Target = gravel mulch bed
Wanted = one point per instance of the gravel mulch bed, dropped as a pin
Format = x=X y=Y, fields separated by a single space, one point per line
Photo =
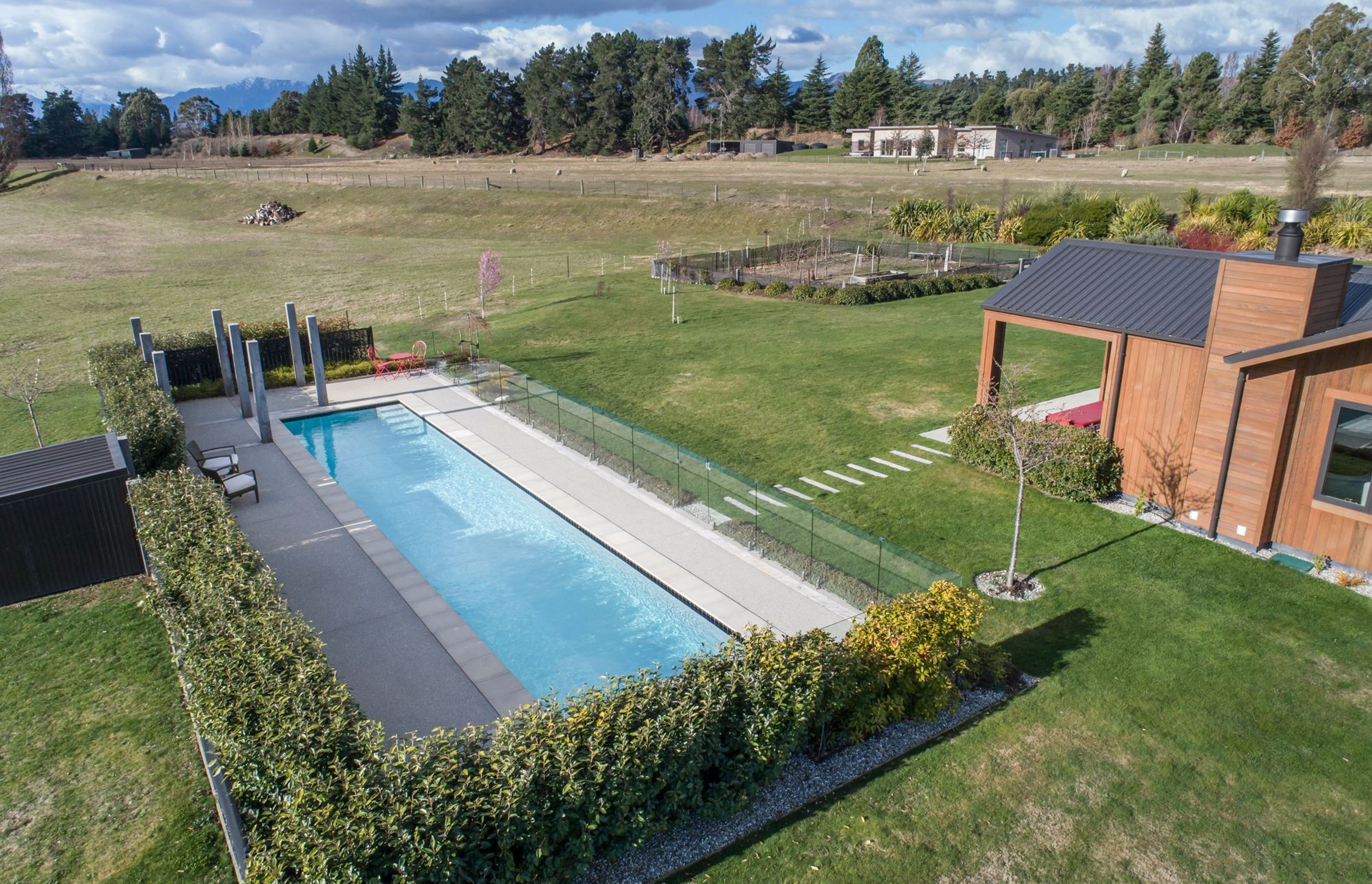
x=994 y=584
x=802 y=782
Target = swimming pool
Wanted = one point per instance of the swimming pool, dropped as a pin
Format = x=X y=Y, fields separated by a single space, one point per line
x=554 y=604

■ ■ ■ ■ ■

Can you rewrite all the records above with every "dropped as a pin" changed to "placed as a marker", keeping everything else the same and leaving the pictures out?

Target = gravel mulch bed
Wanted = one point per instance of the gravel mulch bed, placed as a marker
Format = x=X y=Y, fields separated by a single space, one point per line
Photo =
x=994 y=584
x=802 y=782
Target = swimming pool
Wanted = one point per instance of the swimming pool, placed as a marker
Format = x=X y=Y, fields separated by a single space, one point per line
x=554 y=604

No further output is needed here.